**** AANGELEVERDE TEKST

Omgevingswet

Uit Wegenwiki
Naar navigatie springen Naar zoeken springen
voorbehoud

Lees het algemeen voorbehoud voor informatie omtrent artikelen met juridische informatie.

De Omgevingswet is een wet die voorgaande wetgeving met betrekking op ruimtelijke ordening en milieu moest versimpelen en bundelen in één wet.[1] De wet is per 1 januari 2024 in werking getreden.[2][3]

Bundeling

De Omgevingswet bundelde veel al bestaande wetgeving in één wet.

  • Van 26 wetten naar 1 wet
  • Van 5000 wetsartikelen naar 350 wetsartikelen
  • Van 120 ministeriële regelingen naar 10
  • Van 120 Algemene maatregelen van bestuur naar 4

Met de 4 Algemene maatregelen van bestuur is geprobeerd tot grotere afstemming te komen tussen secundaire regelgeving. Ook zijn onderdelen van formele wetten per 1 januari 2024 in de AMVBs gebracht. De vier AMVBs zijn:

  • Het Omgevingsbesluit regelt in aanvulling op de Omgevingswet bevoegdheden en procedures.
  • Het Besluit kwaliteit leefomgeving bevat de inhoudelijke normen voor overheden onder de verschillende omgevingsprogramma’s.

********

> WERKINSTRUCTIES
- 1) Beantwoord aan de hand van de tekst over de Omgevingswet hierboven de volgende vragen:
(a) Per welke datum is de Omgevingswet in werking getreden?
(b) Tot hoeveel wetsartikelen is het aantal door de bundeling teruggebracht?
(c) Wat regelt het Omgevingsbesluit in aanvulling op de Omgevingswet?
- 2) Schrijft u de tekst over de Omgevingswet hierboven verder, te beginnen na de laatste zin die wordt getoond.

**** VERSTREKTE GEGEVENS

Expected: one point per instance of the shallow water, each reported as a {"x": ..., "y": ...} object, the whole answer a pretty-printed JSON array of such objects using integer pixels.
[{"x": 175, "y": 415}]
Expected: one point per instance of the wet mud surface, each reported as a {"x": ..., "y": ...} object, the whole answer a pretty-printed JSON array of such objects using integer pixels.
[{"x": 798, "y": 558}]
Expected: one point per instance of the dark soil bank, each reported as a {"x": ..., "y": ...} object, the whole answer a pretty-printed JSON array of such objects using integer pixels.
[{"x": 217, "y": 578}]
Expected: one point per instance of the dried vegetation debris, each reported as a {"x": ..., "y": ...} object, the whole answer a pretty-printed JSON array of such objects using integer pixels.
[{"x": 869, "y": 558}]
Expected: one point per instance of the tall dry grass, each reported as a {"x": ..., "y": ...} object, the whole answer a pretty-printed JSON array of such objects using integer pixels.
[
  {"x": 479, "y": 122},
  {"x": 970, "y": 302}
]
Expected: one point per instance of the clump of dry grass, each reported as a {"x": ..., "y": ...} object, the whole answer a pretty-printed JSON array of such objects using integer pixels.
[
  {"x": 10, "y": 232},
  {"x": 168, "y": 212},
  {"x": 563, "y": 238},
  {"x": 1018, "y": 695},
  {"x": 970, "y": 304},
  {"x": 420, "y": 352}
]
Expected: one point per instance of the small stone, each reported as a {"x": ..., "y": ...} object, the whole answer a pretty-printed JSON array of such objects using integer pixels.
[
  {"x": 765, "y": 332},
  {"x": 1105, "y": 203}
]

********

> ANTWOORDEN PER OPDRACHT
- 1)
(a) Per 1 januari 2024.
(b) Tot 350 wetsartikelen.
(c) Bevoegdheden en procedures.

- 2)
  • Het Besluit activiteiten leefomgeving geeft de algemene regels wanneer burgers, bedrijven en overheden bepaalde activiteiten uitvoeren in de fysieke leefomgeving, anders dan bouwen.
  • Het Besluit bouwwerken leefomgeving geeft de algemene regels waaraan burgers en bedrijven zich moeten houden als ze bouw-activiteiten uitvoeren in de fysieke leefomgeving.

Wetgeving die opging in de Omgevingswet

Voor wat betreft ruimtelijke ordening en infrastructuur gingen de volgende wetten op in de Omgevingswet;

Daarnaast gingen diverse visies, waaronder het verkeer- en vervoersplan en de structuurvisie op in de omgevingsvisie. Het NSL kwam onder de programmatische aanpak Omgevingswet te vallen.

Projectbesluit

In de Omgevingswet neemt de minister van Infrastructuur en Waterstaat geen tracébesluit meer, maar een projectbesluit.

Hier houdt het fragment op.